Problem to solve — Recast every line of the entries below as a Markdown table with the columns "Row" and "Line". Number the rows in order and leave out blank lines.
_____
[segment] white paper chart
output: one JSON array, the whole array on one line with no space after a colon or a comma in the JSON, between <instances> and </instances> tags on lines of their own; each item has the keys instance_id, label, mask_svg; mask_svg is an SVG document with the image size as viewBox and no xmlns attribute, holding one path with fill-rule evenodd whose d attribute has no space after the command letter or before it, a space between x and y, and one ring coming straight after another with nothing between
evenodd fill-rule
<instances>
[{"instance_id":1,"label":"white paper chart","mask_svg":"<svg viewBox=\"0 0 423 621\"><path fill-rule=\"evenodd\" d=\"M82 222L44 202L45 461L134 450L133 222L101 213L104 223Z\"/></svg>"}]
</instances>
_____
Task response —
| Row | Line |
|---|---|
| 1 | [segment] white paper chart |
| 2 | output: one JSON array, the whole array on one line with no space after a colon or a comma in the JSON, between <instances> and </instances> tags on lines of their own; each item has the keys instance_id, label, mask_svg; mask_svg is an SVG document with the image size as viewBox and no xmlns attribute, holding one path with fill-rule evenodd whose d attribute has no space after the command letter or before it, a space between x and y, and one ring coming straight after another with nothing between |
| 3 | evenodd fill-rule |
| 4 | <instances> |
| 5 | [{"instance_id":1,"label":"white paper chart","mask_svg":"<svg viewBox=\"0 0 423 621\"><path fill-rule=\"evenodd\" d=\"M82 222L44 202L45 461L134 450L133 222L101 213L104 223Z\"/></svg>"}] |
| 6 | </instances> |